| What you need to do |
Edit the lines from the start of the records through the line containing "# an outline", replacing "even-odd" with "nonzero" and keeping everything else the same.

| Materials provided |
+ + + + +
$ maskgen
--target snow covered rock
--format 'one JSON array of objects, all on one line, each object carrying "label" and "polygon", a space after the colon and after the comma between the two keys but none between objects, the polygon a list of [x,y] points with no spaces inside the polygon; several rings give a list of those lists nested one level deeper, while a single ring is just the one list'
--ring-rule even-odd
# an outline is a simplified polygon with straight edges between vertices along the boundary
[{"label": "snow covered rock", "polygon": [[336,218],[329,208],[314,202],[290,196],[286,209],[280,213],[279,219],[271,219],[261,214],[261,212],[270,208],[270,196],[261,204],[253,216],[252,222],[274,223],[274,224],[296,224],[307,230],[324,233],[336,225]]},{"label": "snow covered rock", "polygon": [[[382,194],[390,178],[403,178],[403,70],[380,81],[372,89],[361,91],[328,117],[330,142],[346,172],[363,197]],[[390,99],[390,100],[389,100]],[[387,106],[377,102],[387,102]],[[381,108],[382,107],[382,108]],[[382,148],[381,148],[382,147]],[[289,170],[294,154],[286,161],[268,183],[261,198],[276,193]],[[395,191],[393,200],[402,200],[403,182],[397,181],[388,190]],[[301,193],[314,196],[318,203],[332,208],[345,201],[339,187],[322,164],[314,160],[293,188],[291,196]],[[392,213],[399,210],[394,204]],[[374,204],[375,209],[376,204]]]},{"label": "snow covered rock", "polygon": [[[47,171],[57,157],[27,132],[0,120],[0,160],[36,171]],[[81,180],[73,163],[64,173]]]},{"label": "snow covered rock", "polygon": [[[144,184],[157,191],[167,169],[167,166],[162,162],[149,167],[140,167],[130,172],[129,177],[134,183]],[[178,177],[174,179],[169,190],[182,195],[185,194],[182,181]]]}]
+ + + + +
| Exercise result |
$ maskgen
--target snow covered rock
--format 'one JSON array of objects, all on one line, each object carrying "label" and "polygon", a space after the colon and after the comma between the two keys but none between objects, the polygon a list of [x,y] points with no spaces inside the polygon; several rings give a list of those lists nested one level deeper, while a single ring is just the one list'
--ring-rule nonzero
# an outline is a simplified polygon with straight edges between vertices along the boundary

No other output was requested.